▶ _GIVEN INSTRUCTION_: Extract every line below, verbatim.

*****

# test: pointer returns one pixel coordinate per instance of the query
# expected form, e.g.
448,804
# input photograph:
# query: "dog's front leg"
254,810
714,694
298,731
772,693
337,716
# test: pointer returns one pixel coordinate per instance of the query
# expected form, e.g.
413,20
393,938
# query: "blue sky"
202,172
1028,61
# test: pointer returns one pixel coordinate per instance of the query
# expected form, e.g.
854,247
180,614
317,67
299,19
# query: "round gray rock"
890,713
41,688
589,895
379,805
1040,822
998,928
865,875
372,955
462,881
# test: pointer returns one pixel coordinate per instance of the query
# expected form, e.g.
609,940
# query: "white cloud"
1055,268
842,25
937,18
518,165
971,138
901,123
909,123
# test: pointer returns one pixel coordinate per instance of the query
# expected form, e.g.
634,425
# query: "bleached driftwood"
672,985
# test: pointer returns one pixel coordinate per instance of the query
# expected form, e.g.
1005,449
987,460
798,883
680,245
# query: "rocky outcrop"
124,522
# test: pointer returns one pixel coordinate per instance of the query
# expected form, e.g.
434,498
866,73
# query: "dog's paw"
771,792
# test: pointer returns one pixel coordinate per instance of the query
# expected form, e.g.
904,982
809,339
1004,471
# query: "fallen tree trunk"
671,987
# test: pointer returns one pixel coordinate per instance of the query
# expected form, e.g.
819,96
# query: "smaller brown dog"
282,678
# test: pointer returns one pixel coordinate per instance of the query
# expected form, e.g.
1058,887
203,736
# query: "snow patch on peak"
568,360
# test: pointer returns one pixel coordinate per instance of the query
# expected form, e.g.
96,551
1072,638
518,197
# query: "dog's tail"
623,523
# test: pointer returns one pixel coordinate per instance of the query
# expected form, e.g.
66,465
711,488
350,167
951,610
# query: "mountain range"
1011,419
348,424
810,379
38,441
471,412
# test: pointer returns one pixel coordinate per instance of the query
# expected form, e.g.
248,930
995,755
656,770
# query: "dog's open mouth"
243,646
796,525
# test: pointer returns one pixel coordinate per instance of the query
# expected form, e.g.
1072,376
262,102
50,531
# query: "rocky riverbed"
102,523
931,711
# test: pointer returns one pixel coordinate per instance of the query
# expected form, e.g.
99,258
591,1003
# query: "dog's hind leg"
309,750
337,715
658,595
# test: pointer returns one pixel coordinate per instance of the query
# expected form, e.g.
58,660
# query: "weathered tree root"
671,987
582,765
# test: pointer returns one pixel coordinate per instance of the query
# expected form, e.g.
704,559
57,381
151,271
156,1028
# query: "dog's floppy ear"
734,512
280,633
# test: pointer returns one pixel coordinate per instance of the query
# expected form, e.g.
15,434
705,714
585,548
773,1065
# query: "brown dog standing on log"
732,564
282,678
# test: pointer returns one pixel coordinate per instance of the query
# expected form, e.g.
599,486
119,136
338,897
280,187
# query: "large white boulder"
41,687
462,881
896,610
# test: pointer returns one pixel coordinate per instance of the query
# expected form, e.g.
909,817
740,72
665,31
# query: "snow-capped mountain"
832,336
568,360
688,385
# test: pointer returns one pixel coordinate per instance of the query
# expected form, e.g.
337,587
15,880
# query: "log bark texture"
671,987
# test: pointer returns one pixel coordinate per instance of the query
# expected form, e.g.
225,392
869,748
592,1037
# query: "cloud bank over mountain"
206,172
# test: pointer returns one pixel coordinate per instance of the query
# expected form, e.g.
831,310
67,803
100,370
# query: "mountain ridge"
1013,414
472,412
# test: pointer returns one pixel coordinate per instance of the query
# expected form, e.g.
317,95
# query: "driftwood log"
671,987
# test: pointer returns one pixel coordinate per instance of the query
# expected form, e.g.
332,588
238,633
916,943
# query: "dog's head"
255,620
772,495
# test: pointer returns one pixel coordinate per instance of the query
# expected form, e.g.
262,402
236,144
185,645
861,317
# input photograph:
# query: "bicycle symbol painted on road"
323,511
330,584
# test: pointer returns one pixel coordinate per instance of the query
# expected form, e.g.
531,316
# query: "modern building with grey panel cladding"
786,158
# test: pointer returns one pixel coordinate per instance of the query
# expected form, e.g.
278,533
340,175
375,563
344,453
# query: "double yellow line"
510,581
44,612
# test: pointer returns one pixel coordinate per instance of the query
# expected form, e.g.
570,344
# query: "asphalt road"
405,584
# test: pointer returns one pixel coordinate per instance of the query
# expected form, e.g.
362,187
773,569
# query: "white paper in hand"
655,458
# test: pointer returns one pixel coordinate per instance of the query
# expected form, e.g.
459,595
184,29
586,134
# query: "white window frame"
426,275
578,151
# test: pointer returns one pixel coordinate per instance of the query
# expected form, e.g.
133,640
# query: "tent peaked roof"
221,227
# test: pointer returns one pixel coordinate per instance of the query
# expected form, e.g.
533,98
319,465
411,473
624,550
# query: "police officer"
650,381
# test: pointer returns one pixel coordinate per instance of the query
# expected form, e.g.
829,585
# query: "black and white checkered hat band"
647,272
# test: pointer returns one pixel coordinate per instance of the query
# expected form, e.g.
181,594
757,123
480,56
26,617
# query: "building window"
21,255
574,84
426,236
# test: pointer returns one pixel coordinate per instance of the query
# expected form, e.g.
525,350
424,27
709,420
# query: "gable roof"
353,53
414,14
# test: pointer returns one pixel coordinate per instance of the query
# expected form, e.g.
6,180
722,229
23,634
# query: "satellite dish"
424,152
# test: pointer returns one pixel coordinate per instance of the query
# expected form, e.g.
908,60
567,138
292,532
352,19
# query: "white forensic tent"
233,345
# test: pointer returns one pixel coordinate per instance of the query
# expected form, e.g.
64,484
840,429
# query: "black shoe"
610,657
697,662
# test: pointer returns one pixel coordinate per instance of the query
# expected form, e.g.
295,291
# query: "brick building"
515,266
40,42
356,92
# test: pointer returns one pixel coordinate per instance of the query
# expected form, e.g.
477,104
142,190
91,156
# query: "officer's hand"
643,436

*****

▶ _SOLVED PROBLEM_:
# test: pointer returns one pixel coordinate per instance of the query
# expected form, e.g.
448,804
# input photograph:
# query: "dog's front leg"
254,810
714,694
298,731
772,693
337,716
# test: pointer returns one pixel coordinate per instance of the query
# expected form, e.g.
413,20
393,938
# query: "blue sky"
202,172
1028,61
# test: pointer returns one pixel coordinate per instance of the query
# expected form, e.g.
854,247
180,614
317,67
299,19
# query: "round gray rock"
890,713
41,688
589,895
379,805
1040,822
998,928
865,875
372,955
462,881
# test: pointer returns one pixel coordinate per instance of the query
# expected form, e.g.
609,940
# query: "white cloud"
1055,268
842,25
937,18
518,165
971,138
901,123
909,123
# test: pointer returns one pixel coordinate per instance of the query
# expected form, e.g.
634,425
# query: "bleached driftwood"
672,985
# test: pointer returns one pixel coordinate per instance of the query
# expected form, e.g.
1005,449
987,460
798,883
680,245
# query: "rocky outcrop"
124,522
# test: pointer returns one pixel coordinate per instance of the query
# expected form, e.g.
434,498
866,73
# query: "dog's paw"
771,792
# test: pointer returns one pixel coordinate per instance of the query
# expected form, e.g.
904,982
809,339
1004,471
# query: "fallen tree trunk"
671,987
# test: pointer returns one pixel coordinate per instance of the query
# expected form, e.g.
819,96
# query: "smaller brown dog"
282,678
# test: pointer returns one pixel coordinate per instance of the query
# expected form, e.g.
1058,887
203,736
# query: "snow patch on peak"
568,360
# test: pointer returns one pixel coordinate per instance of the query
# expected form, e.g.
96,551
1072,638
518,197
# query: "dog's tail"
623,523
# test: pointer returns one pixel coordinate per instance of the query
# expected form, e.g.
66,465
711,488
350,167
951,610
# query: "mountain range"
1011,419
348,424
810,379
38,441
471,412
# test: pointer returns one pixel coordinate per instance of the query
# expected form, e.g.
248,930
995,755
656,770
# query: "dog's open mouth"
243,646
796,525
# test: pointer returns one pixel coordinate per instance of the query
# expected form, e.g.
1072,376
262,102
50,531
# query: "rocky riverbed"
102,523
931,711
# test: pointer returns one pixel coordinate per instance of the query
# expected form, e.g.
99,258
591,1003
# query: "dog's hind leg"
309,750
337,715
658,595
# test: pointer returns one pixel coordinate per instance of the query
# expected form, e.g.
58,660
# query: "weathered tree root"
671,987
582,765
# test: pointer returns one pixel coordinate per instance of the query
# expected form, e.g.
704,559
57,381
151,271
156,1028
# query: "dog's floppy ear"
734,512
280,633
# test: pointer returns one pixel coordinate per instance of the query
# expected form, e.g.
15,434
705,714
585,548
773,1065
# query: "brown dog standing on log"
732,564
282,678
# test: pointer returns one pixel coordinate per instance of the query
# expected form, e.g.
599,486
119,136
338,897
280,187
# query: "large white boulder"
41,687
462,881
896,610
# test: pointer returns one pixel coordinate per instance of the query
# expected form, e.g.
909,817
740,72
665,31
# query: "snow-capped mountain"
832,336
568,360
688,385
# test: pointer returns one pixel coordinate per instance of the query
# expected form, e.g.
337,587
15,880
# query: "log bark texture"
671,987
# test: pointer returns one pixel coordinate per instance of the query
# expected form, e.g.
225,392
869,748
592,1037
# query: "cloud bank over mountain"
206,172
# test: pointer returns one pixel coordinate per instance of the query
# expected form, e.g.
831,310
67,803
100,370
# query: "mountain ridge"
1013,414
472,412
# test: pointer returns one pixel coordinate per instance of the query
# expected form, e.g.
317,95
# query: "driftwood log"
671,987
# test: pointer returns one pixel coordinate per instance of the query
# expected form, e.g.
332,588
238,633
916,943
# query: "dog's head"
255,620
772,495
# test: pointer returns one pixel coordinate per instance of the query
# expected form, e.g.
262,402
236,144
185,645
861,317
# input photograph:
# query: "bicycle symbol painted on road"
323,511
330,584
# test: pointer returns one pixel coordinate per instance of the query
# expected form, e.g.
531,316
# query: "modern building with grey panel cladding"
786,158
# test: pointer returns one pixel coordinate per instance of the query
# expected form, e.g.
278,533
340,175
375,563
344,453
# query: "double yellow line"
510,581
44,612
# test: pointer returns one pixel coordinate per instance of the query
# expected form, e.g.
570,344
# query: "asphalt road"
405,584
# test: pointer returns one pixel coordinate per instance of the query
# expected form, e.g.
362,187
773,569
# query: "white paper in hand"
655,458
# test: pointer returns one pixel coordinate per instance of the query
# expected form, e.g.
459,595
184,29
586,134
# query: "white window frame"
426,275
578,151
# test: pointer returns one pixel coordinate per instance of the query
# expected form, e.g.
133,640
# query: "tent peaked roof"
221,227
# test: pointer returns one pixel coordinate per instance of the query
# expected form, e.g.
533,98
319,465
411,473
624,550
# query: "police officer"
650,381
# test: pointer returns one pixel coordinate per instance of the query
# expected form, e.g.
829,585
# query: "black and white checkered hat band"
647,272
# test: pointer returns one pixel coordinate per instance of the query
# expected form, e.g.
181,594
757,123
480,56
26,617
# query: "building window"
21,255
574,84
426,236
# test: pointer returns one pixel coordinate per instance of the query
# expected form, e.g.
525,350
424,27
709,420
# query: "gable roof"
353,53
414,14
# test: pointer returns one pixel coordinate per instance of the query
# expected form, e.g.
6,180
722,229
23,634
# query: "satellite dish"
424,152
# test: pointer returns one pixel coordinate per instance of the query
# expected form, e.g.
908,60
567,138
292,532
352,19
# query: "white forensic tent"
233,345
# test: pointer returns one pixel coordinate per instance of the query
# expected form, e.g.
64,484
840,429
# query: "black shoe"
610,657
697,662
# test: pointer returns one pixel coordinate per instance of the query
# expected form, e.g.
295,291
# query: "brick building"
515,266
40,42
356,92
# test: pointer returns one pixel coordinate per instance of the query
# expected form, e.g.
477,104
142,190
91,156
# query: "officer's hand"
643,436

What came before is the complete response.